::: TESTO ESTRATTO

Giuseppe Raimondo: Mi piace definirmi un “educatore”, impegnato da qualche anno al servizio della scuola con l’arduo compito di riuscire a trasmettere qualcosa attraverso l’insegnamento della religione cattolica. La maggior parte della mia vita l’ho spesa sempre al servizio dei ragazzi, ma in ambienti di “respiro più vasto”, quali centri di aggregazione giovanile. Senza nulla togliere alla scuola, ritengo si comprenda bene il perché un “centro di aggregazione” possa essere considerato ambiente di più vasto respiro: in esso, infatti, i ragazzi, anche se nel rispetto di determinate regole, possono esprimere il meglio di sé nella spontaneità a partire da ciò che amano di più, come ad esempio il gioco. All’interno di questo contesto ho avuto la possibilità di crescere, come uomo e come cristiano, sentendo sempre più forte il desiderio di “formarmi” al fine di riuscire a dire “Dio” a questa fascia tanto delicata della nostra società.

S.B.: Perché ha scritto questo libro?

G.R.: Avendo avuto modo per anni di prestare il mio servizio presso diversi ambienti ecclesiali della Sicilia, ho conosciuto molte persone e fatto esperienze tra le più disparate. Una delle cose che non mi ha mai dato pace, in quanto cristiano impegnato, è stato il cruccio nel vedere tanti fratelli, cristianamente “validissimi”, nel migliore dei casi entrare sempre in punta di piedi e quasi “da ospiti” a Casa loro; nella peggiore delle ipotesi, invece, allontanarsi dalla Chiesa a motivo della cattiva testimonianza di altri fratelli.

Il testo nasce appunto con l’intento di tracciare un identikit del cristiano, discepolo di Cristo (prima parte); per poi metterne in evidenza alcuni aspetti in cui facilmente si corre il rischio di scivolare … quasi inconsapevolmente, recando “scandalo” … una contro testimonianza … che allontana i fratelli più fragili … e per cui è necessario una decisa conversione … un cambio di rotta … per mostrare così il volto più bello e più pulito del nostro essere Chiesa (seconda parte).

S.B.: La rubrica che tiene su MCTV “Alla scuola del Maestro – Il Vangelo di Marco”: quali sono la vision e mission?

G.R.: La rubrica nasce con lo scopo di offrire “ai più” la possibilità di conoscere la bellezza del testo evangelico, nello specifico il Vangelo di Marco. Il più delle volte catechesi di questo genere vengono sapientemente approntate dai pastori o unicamente per chi ricopre determinati ruoli all’interno degli ambienti parrocchiali, o in orari improponibili per lavoratori e casalinghe.

La mission del programma è quella di arrivare a tutti indistintamente, nel tempo migliore per ciascuno. Portare il Vangelo nelle case attraverso un linguaggio semplice ed aderente alla vita perché ciascuno possa sentire direttamente rivolta a sé la Parola di Salvezza. La vision: ci auguriamo di rendere davvero un buon servizio così da poter continuare a “dire” e “dare” Gesù, avvalendoci di questi strumenti di nuova generazione, a chi per svariati motivi non potrebbe in alcun modo prendere parte ad eventi formativi formali.

::::::
::: MATERIALE PRESENTATO

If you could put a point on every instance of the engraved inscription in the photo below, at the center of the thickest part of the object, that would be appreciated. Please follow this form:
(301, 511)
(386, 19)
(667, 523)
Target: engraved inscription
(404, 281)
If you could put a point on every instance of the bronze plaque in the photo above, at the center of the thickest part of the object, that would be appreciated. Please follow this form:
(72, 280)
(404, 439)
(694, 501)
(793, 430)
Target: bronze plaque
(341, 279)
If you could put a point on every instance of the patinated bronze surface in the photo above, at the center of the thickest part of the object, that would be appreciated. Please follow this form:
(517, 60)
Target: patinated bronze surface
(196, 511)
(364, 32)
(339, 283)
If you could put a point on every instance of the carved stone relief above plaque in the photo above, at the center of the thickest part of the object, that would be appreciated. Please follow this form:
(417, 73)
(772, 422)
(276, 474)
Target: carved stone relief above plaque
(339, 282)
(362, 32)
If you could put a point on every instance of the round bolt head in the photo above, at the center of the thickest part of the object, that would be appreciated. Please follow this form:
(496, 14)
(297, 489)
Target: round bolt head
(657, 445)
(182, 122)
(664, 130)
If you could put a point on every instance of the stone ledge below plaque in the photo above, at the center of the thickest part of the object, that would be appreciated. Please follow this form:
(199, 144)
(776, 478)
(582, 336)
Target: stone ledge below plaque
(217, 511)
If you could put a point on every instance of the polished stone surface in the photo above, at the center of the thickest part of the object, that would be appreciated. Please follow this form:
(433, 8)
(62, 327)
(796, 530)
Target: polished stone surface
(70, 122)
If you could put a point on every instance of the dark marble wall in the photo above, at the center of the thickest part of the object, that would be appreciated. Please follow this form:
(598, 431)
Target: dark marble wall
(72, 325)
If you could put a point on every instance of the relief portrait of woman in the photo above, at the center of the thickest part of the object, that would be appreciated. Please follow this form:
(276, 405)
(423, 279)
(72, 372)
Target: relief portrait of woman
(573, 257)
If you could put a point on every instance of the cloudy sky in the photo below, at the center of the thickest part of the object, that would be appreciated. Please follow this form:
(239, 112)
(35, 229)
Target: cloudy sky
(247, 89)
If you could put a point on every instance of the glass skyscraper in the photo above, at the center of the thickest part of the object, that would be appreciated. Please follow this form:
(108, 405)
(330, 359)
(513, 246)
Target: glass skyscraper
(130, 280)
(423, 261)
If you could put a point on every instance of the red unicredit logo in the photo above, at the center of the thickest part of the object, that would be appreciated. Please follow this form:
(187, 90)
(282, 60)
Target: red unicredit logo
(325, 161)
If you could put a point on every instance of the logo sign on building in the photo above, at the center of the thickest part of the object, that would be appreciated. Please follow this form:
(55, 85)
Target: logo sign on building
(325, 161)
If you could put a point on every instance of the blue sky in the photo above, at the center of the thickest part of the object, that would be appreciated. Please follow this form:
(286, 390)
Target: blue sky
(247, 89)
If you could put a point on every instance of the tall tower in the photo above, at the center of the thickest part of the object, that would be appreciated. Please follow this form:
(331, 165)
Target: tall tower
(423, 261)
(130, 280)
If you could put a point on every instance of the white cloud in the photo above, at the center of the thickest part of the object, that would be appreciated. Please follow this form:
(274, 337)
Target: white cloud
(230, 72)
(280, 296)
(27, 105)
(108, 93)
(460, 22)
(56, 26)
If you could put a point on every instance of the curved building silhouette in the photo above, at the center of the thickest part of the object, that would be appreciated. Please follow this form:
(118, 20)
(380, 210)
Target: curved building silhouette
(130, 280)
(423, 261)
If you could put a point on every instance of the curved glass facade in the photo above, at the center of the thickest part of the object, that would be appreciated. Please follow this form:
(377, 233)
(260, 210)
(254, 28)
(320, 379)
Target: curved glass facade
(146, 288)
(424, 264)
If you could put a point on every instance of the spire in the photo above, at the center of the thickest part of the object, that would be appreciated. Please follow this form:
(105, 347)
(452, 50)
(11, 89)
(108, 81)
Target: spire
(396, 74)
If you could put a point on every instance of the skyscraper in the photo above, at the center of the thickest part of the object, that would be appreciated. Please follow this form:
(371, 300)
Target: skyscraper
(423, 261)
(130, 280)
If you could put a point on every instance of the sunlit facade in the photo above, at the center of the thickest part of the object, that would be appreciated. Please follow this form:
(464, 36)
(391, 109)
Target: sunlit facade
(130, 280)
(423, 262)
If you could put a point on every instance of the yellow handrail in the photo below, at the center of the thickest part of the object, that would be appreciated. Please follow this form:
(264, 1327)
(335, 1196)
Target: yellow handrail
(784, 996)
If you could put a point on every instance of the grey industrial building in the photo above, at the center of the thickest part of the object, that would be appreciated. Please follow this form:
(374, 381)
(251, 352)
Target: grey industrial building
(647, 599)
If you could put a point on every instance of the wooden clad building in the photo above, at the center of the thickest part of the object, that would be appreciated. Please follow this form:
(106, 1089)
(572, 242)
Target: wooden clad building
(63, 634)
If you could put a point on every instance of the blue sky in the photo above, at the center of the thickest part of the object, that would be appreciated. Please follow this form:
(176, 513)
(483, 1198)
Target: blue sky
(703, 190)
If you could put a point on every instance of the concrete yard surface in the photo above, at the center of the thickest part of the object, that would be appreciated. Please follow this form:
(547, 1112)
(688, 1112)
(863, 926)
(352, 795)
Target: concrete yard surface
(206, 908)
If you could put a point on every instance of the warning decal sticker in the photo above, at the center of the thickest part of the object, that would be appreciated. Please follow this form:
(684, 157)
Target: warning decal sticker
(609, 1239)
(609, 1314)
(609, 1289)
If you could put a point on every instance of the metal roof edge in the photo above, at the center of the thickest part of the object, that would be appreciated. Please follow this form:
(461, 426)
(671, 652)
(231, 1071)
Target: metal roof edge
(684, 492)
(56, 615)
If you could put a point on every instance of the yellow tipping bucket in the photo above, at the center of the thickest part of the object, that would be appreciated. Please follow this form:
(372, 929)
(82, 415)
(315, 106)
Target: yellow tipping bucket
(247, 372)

::::::

▶ **ISTRUZIONI ESERCIZIO**
[A] Rispondi a queste domande basandoti sull'intervista:
(i) In quali ambienti l'intervistato ha trascorso la maggior parte della sua vita al servizio dei ragazzi?
(ii) Che cosa intende tracciare la prima parte del libro?
(iii) Su quale Vangelo si concentra la rubrica su MCTV?
[B] Traduci in inglese questa frase dell'intervista: "La mission del programma è quella di arrivare a tutti indistintamente, nel tempo migliore per ciascuno."

▶ **RISPOSTE ALLE CONSEGNE**
[A]
(i) In centri di aggregazione giovanile.
(ii) Un identikit del cristiano, discepolo di Cristo.
(iii) Sul Vangelo di Marco.

[B] The mission of the program is to reach everyone without distinction, at the time that suits each person best.